◆ Polecenie
Znajdź w wierszach poniżej każdy wiersz, w którym występuje słowo „green”, i przepisz go. Wielkość liter ma znaczenie.

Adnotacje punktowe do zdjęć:
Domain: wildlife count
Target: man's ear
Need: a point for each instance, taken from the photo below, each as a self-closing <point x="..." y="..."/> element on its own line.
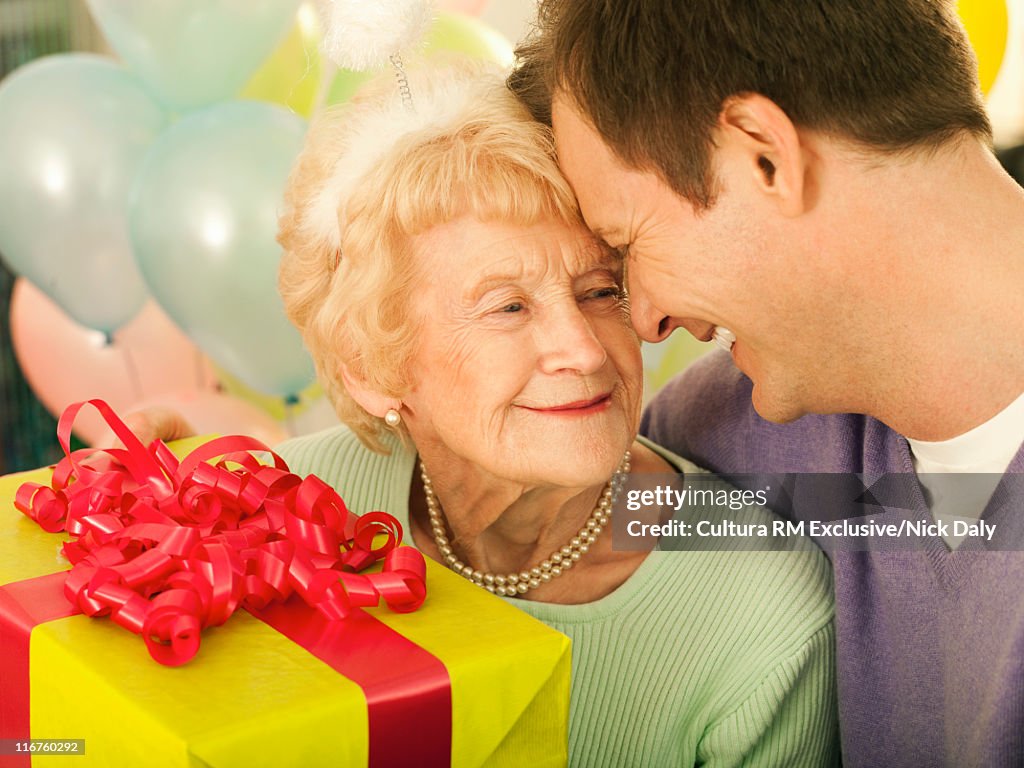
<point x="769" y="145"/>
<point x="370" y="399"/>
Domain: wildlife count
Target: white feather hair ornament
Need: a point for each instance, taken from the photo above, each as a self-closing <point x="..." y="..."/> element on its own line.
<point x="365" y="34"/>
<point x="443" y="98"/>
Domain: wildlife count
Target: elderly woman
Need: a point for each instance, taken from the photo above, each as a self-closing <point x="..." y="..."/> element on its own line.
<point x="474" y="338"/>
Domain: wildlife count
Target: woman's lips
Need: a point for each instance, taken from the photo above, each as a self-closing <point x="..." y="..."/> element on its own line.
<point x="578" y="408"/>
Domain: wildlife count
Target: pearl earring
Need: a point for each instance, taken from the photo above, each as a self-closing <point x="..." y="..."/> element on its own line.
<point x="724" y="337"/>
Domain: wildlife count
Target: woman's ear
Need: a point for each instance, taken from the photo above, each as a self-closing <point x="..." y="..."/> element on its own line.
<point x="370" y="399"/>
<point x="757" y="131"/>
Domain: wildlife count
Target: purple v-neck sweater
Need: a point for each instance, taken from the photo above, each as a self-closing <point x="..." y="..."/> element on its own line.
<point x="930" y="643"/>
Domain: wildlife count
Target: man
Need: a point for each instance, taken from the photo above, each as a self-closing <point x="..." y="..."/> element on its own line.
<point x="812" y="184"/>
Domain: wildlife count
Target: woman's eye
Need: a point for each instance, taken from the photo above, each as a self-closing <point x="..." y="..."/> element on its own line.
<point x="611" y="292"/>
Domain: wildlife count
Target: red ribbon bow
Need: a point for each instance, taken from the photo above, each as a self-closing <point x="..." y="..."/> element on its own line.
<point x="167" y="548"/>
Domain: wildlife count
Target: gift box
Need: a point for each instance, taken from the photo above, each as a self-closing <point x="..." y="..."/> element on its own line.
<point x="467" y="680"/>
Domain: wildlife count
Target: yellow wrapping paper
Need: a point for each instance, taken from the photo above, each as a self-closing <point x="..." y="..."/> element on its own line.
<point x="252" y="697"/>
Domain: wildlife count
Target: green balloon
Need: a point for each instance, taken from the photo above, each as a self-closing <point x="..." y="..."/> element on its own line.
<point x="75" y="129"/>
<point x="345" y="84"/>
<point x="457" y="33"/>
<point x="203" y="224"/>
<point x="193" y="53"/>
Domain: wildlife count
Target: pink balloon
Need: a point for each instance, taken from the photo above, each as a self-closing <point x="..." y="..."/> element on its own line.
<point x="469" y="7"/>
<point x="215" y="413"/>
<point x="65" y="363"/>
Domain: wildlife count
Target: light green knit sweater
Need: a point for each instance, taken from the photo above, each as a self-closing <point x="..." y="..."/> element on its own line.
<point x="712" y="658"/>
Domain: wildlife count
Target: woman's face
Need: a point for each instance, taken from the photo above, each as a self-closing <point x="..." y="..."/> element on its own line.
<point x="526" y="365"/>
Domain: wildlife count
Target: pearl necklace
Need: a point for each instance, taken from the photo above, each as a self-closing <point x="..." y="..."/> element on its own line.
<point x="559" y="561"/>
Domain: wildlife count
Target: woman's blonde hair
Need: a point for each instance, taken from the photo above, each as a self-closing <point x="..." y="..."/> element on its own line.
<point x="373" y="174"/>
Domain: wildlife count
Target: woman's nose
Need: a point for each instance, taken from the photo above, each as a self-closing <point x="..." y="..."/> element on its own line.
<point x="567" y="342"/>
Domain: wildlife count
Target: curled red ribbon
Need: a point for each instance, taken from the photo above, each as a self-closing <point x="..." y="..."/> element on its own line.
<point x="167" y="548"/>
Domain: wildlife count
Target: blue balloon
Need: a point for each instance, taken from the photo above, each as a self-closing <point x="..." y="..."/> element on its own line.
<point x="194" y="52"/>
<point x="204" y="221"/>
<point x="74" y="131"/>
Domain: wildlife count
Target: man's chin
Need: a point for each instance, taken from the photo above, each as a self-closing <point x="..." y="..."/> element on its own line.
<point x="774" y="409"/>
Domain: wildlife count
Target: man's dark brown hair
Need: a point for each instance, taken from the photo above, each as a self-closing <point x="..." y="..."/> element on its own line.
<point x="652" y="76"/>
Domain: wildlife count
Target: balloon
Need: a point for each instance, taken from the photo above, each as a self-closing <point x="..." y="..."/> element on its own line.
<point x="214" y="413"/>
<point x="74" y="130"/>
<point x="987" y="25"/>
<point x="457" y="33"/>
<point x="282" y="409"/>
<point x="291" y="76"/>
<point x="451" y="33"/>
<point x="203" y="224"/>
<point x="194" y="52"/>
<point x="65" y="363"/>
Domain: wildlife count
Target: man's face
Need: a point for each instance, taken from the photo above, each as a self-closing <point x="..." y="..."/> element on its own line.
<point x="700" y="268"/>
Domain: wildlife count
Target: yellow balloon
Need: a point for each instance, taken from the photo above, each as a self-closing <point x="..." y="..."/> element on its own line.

◆ Odpowiedź
Target: green balloon
Target: light green knit sweater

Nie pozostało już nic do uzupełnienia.